INSTRUCTIONS FOR THE TASK: Find all lines below containing the string "truck" and return them.

SUPPLIED RECORDS:
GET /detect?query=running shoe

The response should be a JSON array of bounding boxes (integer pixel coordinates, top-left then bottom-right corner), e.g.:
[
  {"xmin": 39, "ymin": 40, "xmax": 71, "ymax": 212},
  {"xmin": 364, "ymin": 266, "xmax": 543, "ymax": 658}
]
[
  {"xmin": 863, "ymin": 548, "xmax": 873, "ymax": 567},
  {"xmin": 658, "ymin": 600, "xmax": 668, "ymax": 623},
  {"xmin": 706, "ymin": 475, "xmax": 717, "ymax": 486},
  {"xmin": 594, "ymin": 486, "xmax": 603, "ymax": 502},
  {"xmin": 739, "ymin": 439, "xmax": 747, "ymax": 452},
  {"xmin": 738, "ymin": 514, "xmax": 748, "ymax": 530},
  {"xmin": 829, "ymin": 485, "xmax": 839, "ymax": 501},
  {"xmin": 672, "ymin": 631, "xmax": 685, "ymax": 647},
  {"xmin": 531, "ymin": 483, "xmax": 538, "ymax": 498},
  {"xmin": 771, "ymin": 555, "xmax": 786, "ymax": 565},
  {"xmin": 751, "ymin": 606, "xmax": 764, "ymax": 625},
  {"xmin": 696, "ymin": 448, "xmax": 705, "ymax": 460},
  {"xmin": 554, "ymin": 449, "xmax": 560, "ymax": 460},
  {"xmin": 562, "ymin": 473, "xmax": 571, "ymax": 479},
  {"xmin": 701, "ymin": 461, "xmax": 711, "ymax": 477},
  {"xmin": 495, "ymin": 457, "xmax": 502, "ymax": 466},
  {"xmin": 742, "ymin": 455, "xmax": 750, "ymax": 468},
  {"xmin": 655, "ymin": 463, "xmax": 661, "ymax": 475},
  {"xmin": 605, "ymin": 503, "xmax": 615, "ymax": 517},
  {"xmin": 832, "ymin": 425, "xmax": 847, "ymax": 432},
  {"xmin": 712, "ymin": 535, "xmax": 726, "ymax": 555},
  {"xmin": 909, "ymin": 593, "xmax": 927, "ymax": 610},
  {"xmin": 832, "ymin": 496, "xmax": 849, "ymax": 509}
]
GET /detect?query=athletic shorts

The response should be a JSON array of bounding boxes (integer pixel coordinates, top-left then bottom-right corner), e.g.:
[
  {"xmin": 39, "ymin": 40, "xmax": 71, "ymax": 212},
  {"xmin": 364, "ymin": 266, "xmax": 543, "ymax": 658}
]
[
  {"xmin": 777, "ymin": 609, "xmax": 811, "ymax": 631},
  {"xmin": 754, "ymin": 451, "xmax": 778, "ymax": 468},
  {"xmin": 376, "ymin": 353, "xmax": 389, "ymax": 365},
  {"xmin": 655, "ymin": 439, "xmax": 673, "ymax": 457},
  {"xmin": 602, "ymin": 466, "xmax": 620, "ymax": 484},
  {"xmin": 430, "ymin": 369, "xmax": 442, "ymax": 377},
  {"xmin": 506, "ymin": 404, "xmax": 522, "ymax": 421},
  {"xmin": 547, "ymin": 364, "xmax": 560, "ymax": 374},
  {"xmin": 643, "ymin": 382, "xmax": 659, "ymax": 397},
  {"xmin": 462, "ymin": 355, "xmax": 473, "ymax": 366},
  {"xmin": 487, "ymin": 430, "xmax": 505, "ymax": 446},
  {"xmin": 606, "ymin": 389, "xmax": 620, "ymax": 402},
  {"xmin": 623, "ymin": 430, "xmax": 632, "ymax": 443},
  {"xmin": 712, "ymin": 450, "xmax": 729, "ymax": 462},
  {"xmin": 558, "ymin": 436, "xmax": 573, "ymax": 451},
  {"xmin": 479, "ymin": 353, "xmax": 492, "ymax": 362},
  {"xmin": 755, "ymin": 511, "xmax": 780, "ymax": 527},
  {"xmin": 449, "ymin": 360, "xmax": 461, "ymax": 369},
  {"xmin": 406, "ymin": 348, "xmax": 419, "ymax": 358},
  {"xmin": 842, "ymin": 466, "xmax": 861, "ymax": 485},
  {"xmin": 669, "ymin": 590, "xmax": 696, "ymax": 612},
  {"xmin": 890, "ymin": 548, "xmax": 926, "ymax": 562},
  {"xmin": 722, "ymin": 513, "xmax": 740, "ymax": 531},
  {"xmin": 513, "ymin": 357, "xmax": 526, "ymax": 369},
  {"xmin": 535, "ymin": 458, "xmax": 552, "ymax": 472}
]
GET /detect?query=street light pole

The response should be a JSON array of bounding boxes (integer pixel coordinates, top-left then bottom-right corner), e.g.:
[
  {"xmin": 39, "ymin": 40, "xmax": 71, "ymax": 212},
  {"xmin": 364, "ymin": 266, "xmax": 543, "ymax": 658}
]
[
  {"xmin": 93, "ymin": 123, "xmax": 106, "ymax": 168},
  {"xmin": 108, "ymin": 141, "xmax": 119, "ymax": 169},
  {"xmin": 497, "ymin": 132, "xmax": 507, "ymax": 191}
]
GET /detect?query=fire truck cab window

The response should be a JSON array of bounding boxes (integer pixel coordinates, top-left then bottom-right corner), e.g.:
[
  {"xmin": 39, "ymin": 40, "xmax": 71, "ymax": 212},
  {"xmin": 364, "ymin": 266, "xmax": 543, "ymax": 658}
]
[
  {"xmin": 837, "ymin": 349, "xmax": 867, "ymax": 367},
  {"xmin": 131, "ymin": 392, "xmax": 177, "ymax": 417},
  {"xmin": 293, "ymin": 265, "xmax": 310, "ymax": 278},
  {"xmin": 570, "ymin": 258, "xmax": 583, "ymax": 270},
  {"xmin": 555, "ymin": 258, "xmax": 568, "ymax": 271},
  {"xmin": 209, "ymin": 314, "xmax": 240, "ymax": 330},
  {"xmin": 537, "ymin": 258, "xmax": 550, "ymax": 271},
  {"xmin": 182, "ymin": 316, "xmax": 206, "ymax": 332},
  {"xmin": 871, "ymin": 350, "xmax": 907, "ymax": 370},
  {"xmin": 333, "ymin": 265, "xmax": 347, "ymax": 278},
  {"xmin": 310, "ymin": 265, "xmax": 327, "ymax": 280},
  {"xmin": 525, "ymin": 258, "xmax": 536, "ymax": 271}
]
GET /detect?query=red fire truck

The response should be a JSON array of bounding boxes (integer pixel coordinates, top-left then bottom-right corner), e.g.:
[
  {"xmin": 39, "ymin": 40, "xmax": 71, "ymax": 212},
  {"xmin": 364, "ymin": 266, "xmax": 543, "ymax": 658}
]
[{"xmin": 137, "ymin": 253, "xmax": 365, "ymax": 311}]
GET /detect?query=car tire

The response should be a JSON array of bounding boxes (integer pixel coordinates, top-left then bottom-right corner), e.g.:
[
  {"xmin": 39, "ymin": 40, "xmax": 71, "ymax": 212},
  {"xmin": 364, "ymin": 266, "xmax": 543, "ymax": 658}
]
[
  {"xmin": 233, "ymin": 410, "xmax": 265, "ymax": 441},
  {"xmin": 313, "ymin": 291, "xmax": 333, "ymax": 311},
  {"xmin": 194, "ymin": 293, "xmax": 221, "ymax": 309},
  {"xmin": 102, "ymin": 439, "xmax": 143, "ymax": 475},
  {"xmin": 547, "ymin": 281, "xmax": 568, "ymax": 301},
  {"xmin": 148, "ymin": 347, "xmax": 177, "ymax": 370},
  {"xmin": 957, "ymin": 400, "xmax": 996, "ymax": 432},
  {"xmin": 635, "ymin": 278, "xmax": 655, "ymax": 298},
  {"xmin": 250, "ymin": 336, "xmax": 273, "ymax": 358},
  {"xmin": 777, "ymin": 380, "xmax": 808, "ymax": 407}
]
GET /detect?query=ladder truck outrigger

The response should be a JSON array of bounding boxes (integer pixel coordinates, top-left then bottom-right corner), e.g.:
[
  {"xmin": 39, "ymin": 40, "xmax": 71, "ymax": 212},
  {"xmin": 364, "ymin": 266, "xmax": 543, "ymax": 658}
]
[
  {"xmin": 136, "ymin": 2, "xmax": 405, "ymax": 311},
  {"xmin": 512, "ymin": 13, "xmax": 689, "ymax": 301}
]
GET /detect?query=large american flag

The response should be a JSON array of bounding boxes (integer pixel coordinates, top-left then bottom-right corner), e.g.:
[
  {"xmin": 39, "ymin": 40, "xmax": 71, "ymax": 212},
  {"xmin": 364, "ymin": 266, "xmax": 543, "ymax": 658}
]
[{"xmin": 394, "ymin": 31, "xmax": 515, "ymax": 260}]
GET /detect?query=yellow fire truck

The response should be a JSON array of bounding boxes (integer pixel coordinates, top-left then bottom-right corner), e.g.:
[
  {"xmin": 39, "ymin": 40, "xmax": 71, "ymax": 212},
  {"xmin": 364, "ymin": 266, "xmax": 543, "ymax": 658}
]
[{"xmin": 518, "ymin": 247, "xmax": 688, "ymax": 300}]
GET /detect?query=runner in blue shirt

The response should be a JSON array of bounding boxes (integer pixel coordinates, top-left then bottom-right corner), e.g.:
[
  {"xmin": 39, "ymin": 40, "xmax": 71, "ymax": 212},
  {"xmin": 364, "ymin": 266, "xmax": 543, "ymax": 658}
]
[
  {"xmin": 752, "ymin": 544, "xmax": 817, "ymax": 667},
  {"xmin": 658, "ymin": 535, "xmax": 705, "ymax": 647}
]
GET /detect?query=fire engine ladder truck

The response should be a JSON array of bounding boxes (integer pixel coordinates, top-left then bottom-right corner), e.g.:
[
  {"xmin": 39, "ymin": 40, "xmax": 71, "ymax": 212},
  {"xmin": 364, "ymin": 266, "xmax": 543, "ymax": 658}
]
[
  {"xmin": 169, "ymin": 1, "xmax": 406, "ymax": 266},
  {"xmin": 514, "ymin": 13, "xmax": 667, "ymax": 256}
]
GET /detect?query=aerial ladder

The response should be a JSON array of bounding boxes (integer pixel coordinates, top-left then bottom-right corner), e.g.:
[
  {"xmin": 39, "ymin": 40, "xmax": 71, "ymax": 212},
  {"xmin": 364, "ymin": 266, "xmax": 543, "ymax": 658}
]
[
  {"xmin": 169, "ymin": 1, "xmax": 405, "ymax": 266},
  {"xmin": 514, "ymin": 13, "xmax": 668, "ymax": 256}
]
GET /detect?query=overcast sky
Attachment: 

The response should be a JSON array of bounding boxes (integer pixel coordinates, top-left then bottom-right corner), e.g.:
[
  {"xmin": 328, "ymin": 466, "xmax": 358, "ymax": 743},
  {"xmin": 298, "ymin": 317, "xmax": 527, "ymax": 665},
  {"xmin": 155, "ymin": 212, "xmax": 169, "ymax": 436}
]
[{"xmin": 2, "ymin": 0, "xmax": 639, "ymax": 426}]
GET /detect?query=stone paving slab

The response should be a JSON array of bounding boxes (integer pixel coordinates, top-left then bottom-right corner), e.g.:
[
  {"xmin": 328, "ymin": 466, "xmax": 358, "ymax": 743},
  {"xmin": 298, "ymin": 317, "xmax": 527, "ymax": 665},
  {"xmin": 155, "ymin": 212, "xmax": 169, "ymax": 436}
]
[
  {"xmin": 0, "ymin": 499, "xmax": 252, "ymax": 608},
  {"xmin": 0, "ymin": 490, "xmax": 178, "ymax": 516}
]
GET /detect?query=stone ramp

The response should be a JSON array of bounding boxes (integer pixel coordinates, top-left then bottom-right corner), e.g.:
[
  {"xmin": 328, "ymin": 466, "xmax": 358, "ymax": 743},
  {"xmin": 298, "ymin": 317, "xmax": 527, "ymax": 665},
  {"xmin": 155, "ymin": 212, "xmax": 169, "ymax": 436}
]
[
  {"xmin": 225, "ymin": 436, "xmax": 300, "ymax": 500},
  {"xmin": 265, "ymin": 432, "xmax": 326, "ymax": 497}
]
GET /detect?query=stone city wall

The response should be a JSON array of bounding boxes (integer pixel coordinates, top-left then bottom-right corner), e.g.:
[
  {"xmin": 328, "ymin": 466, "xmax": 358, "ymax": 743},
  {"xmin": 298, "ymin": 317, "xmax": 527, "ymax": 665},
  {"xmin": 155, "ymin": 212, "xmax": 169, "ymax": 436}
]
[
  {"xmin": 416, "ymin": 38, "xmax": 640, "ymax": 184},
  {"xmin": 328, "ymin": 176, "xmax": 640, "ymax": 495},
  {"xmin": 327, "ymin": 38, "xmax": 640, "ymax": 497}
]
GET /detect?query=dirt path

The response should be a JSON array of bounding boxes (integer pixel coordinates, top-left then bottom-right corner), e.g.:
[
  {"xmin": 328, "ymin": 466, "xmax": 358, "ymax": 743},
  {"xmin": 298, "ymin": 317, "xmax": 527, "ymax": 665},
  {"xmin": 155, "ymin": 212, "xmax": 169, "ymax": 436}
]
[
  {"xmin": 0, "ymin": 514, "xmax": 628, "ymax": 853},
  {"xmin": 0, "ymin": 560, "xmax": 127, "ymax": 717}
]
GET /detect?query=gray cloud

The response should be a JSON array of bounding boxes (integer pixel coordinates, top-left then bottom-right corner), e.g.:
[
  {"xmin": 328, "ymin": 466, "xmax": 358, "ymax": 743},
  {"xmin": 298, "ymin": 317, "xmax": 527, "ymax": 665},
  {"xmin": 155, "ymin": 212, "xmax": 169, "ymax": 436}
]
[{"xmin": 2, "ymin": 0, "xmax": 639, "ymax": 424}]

RESULT FOR THIS EXERCISE:
GET /detect?query=fire truck cab window
GET /detect?query=red fire truck
GET /detect?query=ladder truck outrigger
GET /detect?query=yellow fire truck
GET /detect?query=fire engine ladder truck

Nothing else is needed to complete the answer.